**Things to do:**
a – Why does the text on climate input opportunities urge readers to email the county board whether or not they take the survey?
b – According to the text on climate input opportunities, by when should the county survey be completed?
c – Reproduce the passage from the text on climate input opportunities starting at "County of La" and ending at "week in November.".

++++ Text shown ++++

County of La Crosse Survey on Sustainability Goals - The county also has pledged to zero out carbon emissions and move to 100% renewable energy. There is a new survey that's supposed to help them narrow down targets as they complete an update of their Comprehensive Plan. Warning: this is one of the
worst surveys I have ever taken in my life. If you don't
take it, I wouldn't blame you. Whether or not you take it, I encourage
you to email the county board with your ideas and suggestions because you won't get to put them into this silly survey. If you want to take the survey, complete it by the first week in November.
The Governor's Clean Energy Plan - This effort is being spearheaded by the Wisconsin Office of Sustainability and Clean Energy, which, thanks to the Republic minjority, has a budget of $0 and a staff of one. Nevertheless, the OSCE recently held public input sessions online to gather ideas for the governor's Clean Energy Plan. If you weren't able to attend those sessions, you are welcome to send suggestions, ideas, thoughts, and examples, through the online public input form at: https://appengine.egov.com/apps/wi/cleanenergyplan/writtencomment
These are just a few places your input is requested. Consider how climate action is connected to transportation options, where things are sited, how much energy things require, whether they will reduce the demand for energy or increase it, and whether we need it - is it worth your child's future? - or not. Please participate, share the links, and then look for more ways to take and demand climate action.

++++ Given information ++++

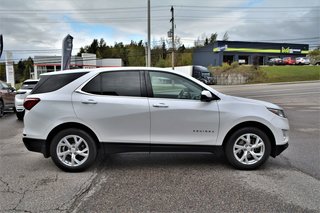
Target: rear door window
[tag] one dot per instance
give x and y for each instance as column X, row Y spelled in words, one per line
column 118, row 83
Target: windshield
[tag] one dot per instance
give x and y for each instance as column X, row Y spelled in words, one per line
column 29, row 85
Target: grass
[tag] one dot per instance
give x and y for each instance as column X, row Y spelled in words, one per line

++++

**Solution list:**
a – Readers are urged to email the county board because they won't be able to put their ideas and suggestions into the county's survey.

b – By the first week in November.

c –
County of La Crosse Survey on Sustainability Goals - The county also has pledged to zero out carbon emissions and move to 100% renewable energy. There is a new survey that's supposed to help them narrow down targets as they complete an update of their Comprehensive Plan. Warning: this is one of the
worst surveys I have ever taken in my life. If you don't
take it, I wouldn't blame you. Whether or not you take it, I encourage
you to email the county board with your ideas and suggestions because you won't get to put them into this silly survey. If you want to take the survey, complete it by the first week in November.